▶ [SOURCE TEXT]
◇ ◇ ◇

When you buy life insurance, let your beneficiaries know. They will be responsible for starting the claims process when you die. Life insurance companies have millions of customers. They don’t automatically know when one of them dies.

Filing a life insurance claim is fairly straightforward. Understanding it yourself may help you prepare your beneficiary on the basic steps required.

  1. Contact the insurance agent who sold the policy or the employer if the coverage was through a group life policy.
  2. Obtain a copy of the official death certificate. If you are filing a claim on your spouse, you may need a copy of your marriage license as well.
  3. Complete a claim form from the life insurance company.
  4. Submit the claim documents and death certificate to the life insurance company.

Reviewing and Updating Your Life Insurance Policy

It’s important to review your life insurance policy every year and when you have major life changing events. Not only is it important to make sure you have adequate coverage, but also to make sure you have your beneficiary designation updated if needed.

◇ ◇ ◇

▶ [DATASET CONTENT]
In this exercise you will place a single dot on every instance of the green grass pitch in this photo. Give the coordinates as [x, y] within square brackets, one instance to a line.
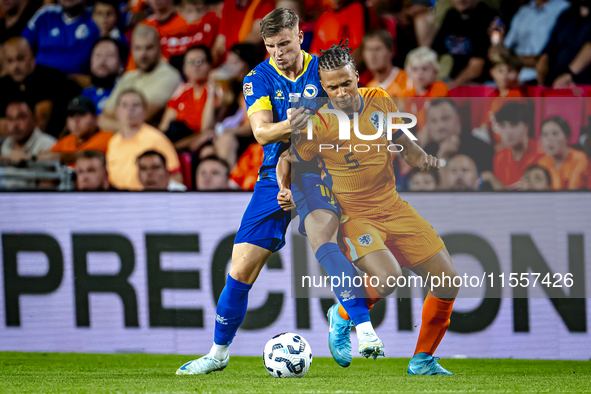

◇ ◇ ◇

▶ [WORK ORDER]
From the life insurance text, list the basic steps a beneficiary takes to file a life insurance claim, in order.

▶ [PROBLEM SOLUTION]
1. Contact the insurance agent who sold the policy, or the employer if the coverage was through a group life policy.
2. Obtain a copy of the official death certificate (and possibly a copy of the marriage license if filing a claim on a spouse).
3. Complete a claim form from the life insurance company.
4. Submit the claim documents and death certificate to the life insurance company.